====== Zu lesender Auszug ======
Hamburg. Die umgekrempelte Mannschaft schöpft beim 1:1 gegen Holstein Kiel neue Hoffnung auf den Klassenverbleib in der 2. Bundesliga.
Daniel Buballa klang schon fast euphorisch, als er nach dem 1:1 (0:0) gegen Holstein Kiel am Mikrofon Rede und Antwort stand. „Diese Energie, dieses Teamgefühl, das heute auf dem Platz entstanden ist, das brauchen wir“, sagte der 30 Jahre alte Verteidiger des FC St. Pauli.
Hatte auch er in den vergangenen Wochen mit Patzern zu den Niederlagen in Braunschweig (1:2) und gegen Düsseldorf (0:3) beigetragen, so legte er jetzt im Nordderby wieder eine deutlich positivere Körpersprache an den Tag und erwies sich in der Innenverteidigung überwiegend als stabiler Faktor.
Auch Buballas Mitspieler lebten nach der langen Tristesse endlich wieder auf, trauten sich etwas zu und gewannen durch gelungene Aktionen ihr Selbstvertrauen zurück, das zuletzt geschwunden war. „Wir haben eine Mannschaftsleistung gesehen, die Mut für die Zukunft macht. Das gilt für alle von der Eins bis zur Elf und für alle, die reingekommen sind“, urteilte auch St. Paulis erkennbar positiver gestimmter Trainer Timo Schultz, obwohl sein Team immer noch Tabellenvorletzter der Zweiten Liga ist.
====== Extrahierte Einträge ======
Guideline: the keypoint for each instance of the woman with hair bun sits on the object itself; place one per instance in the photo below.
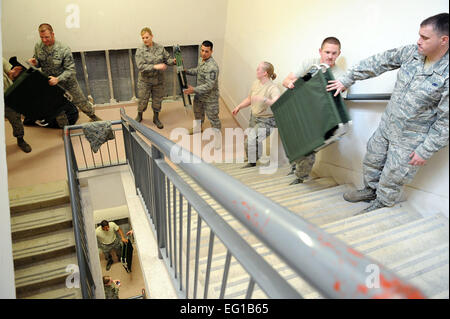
(152, 60)
(261, 97)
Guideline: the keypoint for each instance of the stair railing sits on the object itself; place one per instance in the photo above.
(87, 284)
(331, 266)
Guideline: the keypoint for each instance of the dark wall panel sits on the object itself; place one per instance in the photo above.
(98, 76)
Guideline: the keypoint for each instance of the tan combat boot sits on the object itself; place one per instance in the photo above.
(366, 194)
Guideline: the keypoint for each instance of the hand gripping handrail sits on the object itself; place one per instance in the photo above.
(335, 269)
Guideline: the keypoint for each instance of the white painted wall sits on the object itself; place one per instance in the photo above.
(7, 287)
(286, 31)
(112, 24)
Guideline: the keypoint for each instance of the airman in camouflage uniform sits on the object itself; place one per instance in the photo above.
(14, 118)
(111, 288)
(56, 60)
(414, 125)
(329, 52)
(151, 60)
(206, 98)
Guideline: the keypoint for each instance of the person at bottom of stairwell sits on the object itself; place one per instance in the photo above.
(206, 100)
(14, 118)
(111, 287)
(56, 60)
(151, 60)
(329, 52)
(414, 125)
(261, 97)
(108, 240)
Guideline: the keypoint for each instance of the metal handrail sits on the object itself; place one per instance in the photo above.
(87, 288)
(331, 266)
(368, 97)
(260, 270)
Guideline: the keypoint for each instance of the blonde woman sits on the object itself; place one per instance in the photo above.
(151, 60)
(261, 97)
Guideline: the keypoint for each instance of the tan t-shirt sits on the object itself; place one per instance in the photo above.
(267, 90)
(107, 237)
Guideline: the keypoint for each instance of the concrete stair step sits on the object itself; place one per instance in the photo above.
(325, 206)
(31, 223)
(356, 227)
(428, 270)
(41, 247)
(38, 196)
(49, 272)
(56, 292)
(404, 241)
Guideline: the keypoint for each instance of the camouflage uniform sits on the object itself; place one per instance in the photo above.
(303, 167)
(415, 119)
(206, 98)
(58, 61)
(13, 117)
(111, 291)
(107, 248)
(151, 81)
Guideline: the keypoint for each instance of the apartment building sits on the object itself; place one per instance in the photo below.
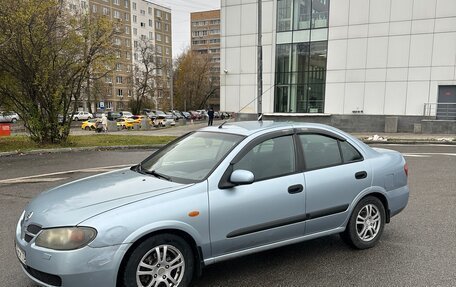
(205, 39)
(341, 57)
(151, 25)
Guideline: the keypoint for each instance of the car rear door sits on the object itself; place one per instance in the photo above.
(271, 209)
(335, 174)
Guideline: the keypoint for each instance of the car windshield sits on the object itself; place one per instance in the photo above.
(191, 158)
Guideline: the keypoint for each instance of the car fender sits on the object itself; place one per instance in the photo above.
(368, 191)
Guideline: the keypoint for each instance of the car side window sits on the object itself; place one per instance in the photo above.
(320, 151)
(349, 153)
(271, 158)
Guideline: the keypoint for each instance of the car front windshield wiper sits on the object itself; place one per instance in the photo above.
(157, 174)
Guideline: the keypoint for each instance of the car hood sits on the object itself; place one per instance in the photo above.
(74, 202)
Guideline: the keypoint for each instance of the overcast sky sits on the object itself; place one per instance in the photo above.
(181, 10)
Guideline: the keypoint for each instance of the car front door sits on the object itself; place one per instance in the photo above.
(270, 209)
(335, 174)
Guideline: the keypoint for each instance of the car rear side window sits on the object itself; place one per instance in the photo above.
(320, 151)
(349, 153)
(271, 158)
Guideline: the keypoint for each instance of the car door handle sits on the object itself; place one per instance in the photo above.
(360, 175)
(295, 189)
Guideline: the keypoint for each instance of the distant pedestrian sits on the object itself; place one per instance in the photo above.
(210, 114)
(104, 123)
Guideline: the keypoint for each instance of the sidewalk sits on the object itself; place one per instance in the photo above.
(390, 138)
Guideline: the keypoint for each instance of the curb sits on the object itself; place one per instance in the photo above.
(79, 149)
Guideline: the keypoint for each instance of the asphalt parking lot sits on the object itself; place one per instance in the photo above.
(418, 247)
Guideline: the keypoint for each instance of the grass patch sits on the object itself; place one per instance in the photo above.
(23, 143)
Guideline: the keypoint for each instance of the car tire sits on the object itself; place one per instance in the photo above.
(366, 224)
(176, 269)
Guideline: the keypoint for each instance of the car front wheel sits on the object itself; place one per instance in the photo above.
(366, 224)
(162, 260)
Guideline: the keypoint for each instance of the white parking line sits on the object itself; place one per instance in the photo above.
(47, 175)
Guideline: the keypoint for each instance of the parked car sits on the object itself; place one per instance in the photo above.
(126, 114)
(177, 113)
(195, 115)
(187, 115)
(8, 117)
(164, 121)
(112, 116)
(82, 116)
(203, 114)
(89, 124)
(140, 118)
(125, 123)
(211, 195)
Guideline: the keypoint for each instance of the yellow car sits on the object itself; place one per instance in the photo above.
(125, 123)
(139, 119)
(89, 124)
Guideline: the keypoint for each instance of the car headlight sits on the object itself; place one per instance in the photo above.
(65, 238)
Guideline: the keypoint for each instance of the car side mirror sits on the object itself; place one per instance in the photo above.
(241, 176)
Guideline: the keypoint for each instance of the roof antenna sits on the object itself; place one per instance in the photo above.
(220, 126)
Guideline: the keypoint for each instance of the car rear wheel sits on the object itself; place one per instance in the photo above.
(366, 224)
(164, 260)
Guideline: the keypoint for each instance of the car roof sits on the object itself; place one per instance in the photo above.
(247, 128)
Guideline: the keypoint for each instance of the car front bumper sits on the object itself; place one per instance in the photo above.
(86, 266)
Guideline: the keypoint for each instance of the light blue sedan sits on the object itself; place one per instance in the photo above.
(211, 195)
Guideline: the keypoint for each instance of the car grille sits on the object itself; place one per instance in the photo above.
(50, 279)
(31, 231)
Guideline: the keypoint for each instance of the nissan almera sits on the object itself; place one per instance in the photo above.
(211, 195)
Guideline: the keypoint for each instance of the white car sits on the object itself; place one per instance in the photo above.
(8, 117)
(82, 116)
(164, 121)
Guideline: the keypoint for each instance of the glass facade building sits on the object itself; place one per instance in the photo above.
(301, 53)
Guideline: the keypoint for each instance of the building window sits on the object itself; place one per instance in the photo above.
(302, 14)
(300, 77)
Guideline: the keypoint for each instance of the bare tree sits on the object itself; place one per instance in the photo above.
(48, 58)
(193, 83)
(147, 77)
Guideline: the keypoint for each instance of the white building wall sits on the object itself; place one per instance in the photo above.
(238, 59)
(389, 57)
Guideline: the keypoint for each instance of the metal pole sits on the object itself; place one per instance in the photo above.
(260, 66)
(171, 91)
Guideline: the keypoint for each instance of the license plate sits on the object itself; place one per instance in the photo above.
(20, 254)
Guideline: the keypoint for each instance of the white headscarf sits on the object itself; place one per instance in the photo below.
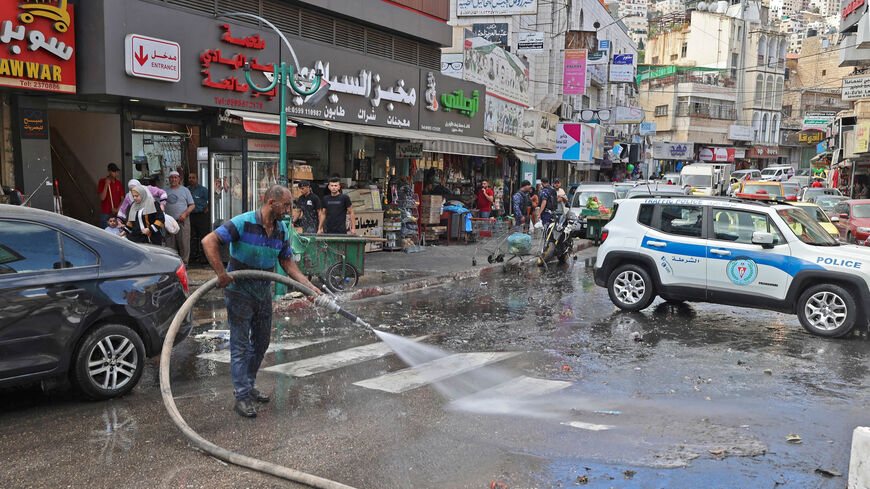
(147, 202)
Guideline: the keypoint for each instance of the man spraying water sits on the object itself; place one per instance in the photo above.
(258, 240)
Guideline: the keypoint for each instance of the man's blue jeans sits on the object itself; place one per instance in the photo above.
(250, 330)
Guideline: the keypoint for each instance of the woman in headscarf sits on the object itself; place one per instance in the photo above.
(145, 220)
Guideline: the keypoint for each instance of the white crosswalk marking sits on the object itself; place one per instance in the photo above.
(224, 355)
(331, 361)
(587, 426)
(434, 371)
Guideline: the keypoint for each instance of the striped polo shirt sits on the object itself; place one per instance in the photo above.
(252, 249)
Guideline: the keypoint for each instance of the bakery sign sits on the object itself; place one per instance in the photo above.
(762, 152)
(40, 46)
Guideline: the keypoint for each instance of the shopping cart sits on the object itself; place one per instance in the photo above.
(497, 249)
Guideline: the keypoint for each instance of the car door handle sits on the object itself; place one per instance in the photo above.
(70, 293)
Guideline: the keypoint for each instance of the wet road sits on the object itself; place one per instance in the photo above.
(706, 399)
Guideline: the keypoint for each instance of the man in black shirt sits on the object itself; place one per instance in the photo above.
(336, 206)
(309, 207)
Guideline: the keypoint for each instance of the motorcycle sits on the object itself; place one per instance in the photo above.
(559, 238)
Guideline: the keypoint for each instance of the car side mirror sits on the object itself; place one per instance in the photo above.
(763, 239)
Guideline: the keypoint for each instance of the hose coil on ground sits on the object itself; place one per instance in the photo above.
(193, 436)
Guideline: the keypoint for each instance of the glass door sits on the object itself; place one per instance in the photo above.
(263, 172)
(226, 178)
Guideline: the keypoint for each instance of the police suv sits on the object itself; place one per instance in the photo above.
(735, 252)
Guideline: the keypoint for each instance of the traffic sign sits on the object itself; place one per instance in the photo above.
(156, 59)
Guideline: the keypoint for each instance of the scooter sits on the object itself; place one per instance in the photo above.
(559, 238)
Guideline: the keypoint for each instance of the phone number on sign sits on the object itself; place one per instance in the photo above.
(39, 85)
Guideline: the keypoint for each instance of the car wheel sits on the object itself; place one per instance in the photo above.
(109, 362)
(827, 310)
(630, 288)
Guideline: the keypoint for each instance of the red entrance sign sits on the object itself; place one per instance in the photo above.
(40, 38)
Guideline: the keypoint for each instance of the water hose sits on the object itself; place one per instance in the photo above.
(208, 447)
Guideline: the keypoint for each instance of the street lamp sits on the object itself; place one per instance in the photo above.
(283, 74)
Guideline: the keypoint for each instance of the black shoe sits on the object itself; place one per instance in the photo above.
(245, 407)
(259, 396)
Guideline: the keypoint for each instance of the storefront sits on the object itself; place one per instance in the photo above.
(186, 76)
(670, 157)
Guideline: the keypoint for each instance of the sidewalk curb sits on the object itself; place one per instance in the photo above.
(282, 305)
(859, 460)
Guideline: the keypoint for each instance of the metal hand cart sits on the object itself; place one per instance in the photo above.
(337, 259)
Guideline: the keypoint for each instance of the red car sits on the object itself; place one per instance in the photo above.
(853, 220)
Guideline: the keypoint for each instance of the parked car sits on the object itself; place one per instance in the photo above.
(817, 213)
(656, 190)
(810, 194)
(76, 300)
(777, 173)
(622, 188)
(752, 254)
(753, 174)
(791, 189)
(759, 190)
(828, 203)
(853, 220)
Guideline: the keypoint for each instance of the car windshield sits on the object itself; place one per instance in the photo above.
(806, 228)
(829, 203)
(861, 210)
(697, 180)
(582, 197)
(762, 189)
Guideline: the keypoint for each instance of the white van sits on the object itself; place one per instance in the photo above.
(777, 173)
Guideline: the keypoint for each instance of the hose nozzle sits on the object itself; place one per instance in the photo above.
(328, 303)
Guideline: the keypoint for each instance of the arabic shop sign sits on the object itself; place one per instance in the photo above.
(495, 7)
(451, 106)
(494, 33)
(673, 151)
(156, 59)
(40, 46)
(409, 150)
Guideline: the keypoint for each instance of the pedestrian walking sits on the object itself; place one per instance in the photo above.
(485, 198)
(336, 207)
(548, 202)
(308, 204)
(112, 226)
(522, 203)
(157, 193)
(199, 219)
(179, 205)
(111, 192)
(146, 220)
(258, 240)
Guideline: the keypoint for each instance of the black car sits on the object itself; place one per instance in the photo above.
(76, 300)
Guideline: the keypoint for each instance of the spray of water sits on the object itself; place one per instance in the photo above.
(494, 390)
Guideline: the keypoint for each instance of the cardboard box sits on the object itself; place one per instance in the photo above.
(370, 224)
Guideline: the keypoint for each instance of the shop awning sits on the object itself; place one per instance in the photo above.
(375, 131)
(525, 157)
(509, 141)
(260, 123)
(457, 145)
(432, 142)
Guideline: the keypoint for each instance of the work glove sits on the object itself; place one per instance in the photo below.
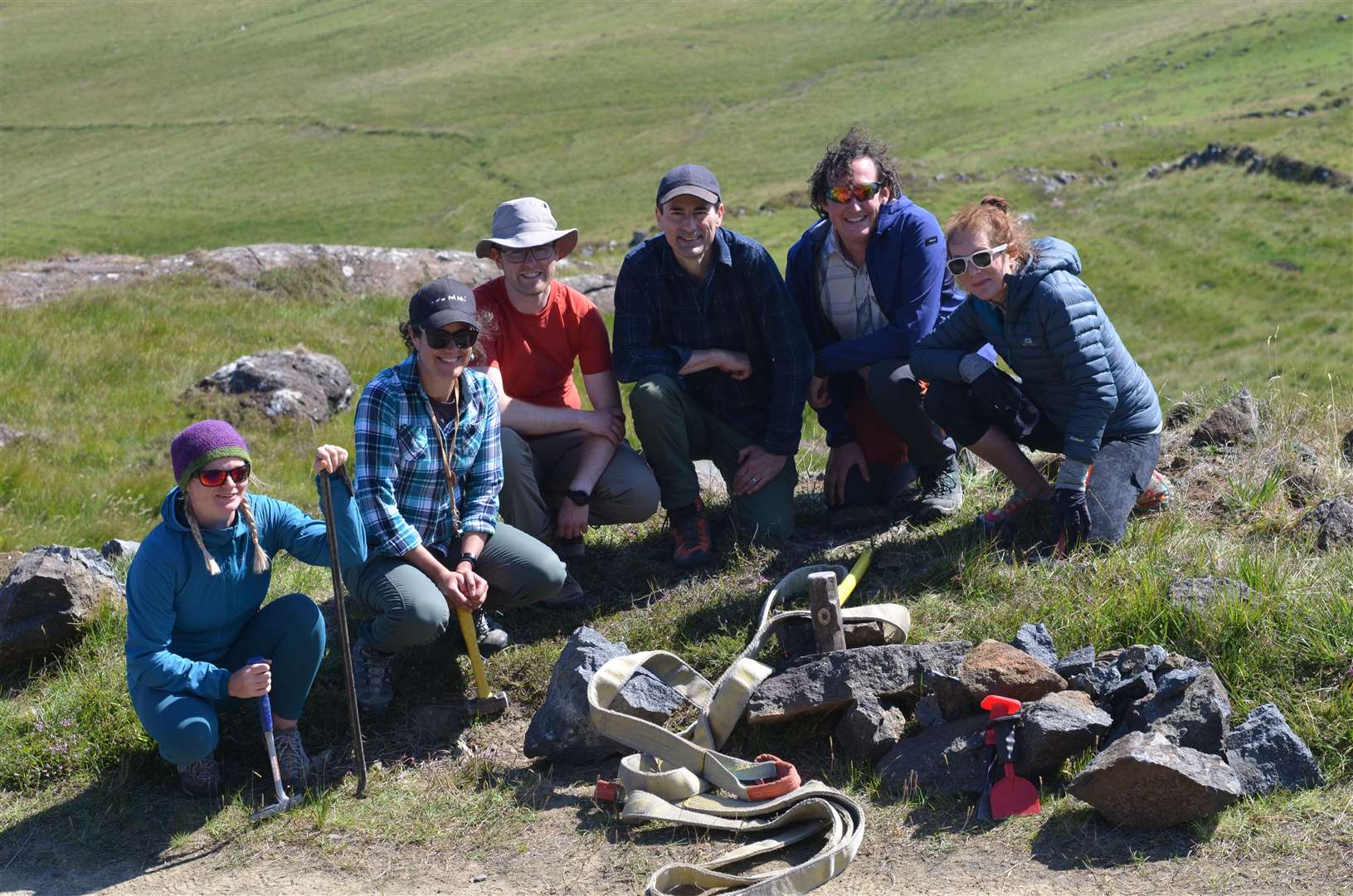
======
• **Zu bearbeitende Aufgaben**:
**a.** Prüfe, ob die folgenden Aussagen mit dem Auszug übereinstimmen. Beantworte jede mit Ja oder Nein und zitiere wörtlich die entscheidenden Worte des Auszugs: (i) Daniel Buballa ist 30 Jahre alt. (ii) Das Spiel gegen Holstein Kiel stand zur Halbzeit 1:0. (iii) St. Pauli ist Tabellenletzter der Zweiten Liga.
**b.** Gib den Teil des Auszugs von „Daniel Buballa klang“ bis „FC St. Pauli.“ wortgetreu aus, beide Stellen eingeschlossen.

• **Lösungen je Aufgabe**:
**a.**
(i) Ja – „der 30 Jahre alte Verteidiger des FC St. Pauli“
(ii) Nein – „nach dem 1:1 (0:0) gegen Holstein Kiel“
(iii) Nein – „obwohl sein Team immer noch Tabellenvorletzter der Zweiten Liga ist“

**b.**
Daniel Buballa klang schon fast euphorisch, als er nach dem 1:1 (0:0) gegen Holstein Kiel am Mikrofon Rede und Antwort stand. „Diese Energie, dieses Teamgefühl, das heute auf dem Platz entstanden ist, das brauchen wir“, sagte der 30 Jahre alte Verteidiger des FC St. Pauli.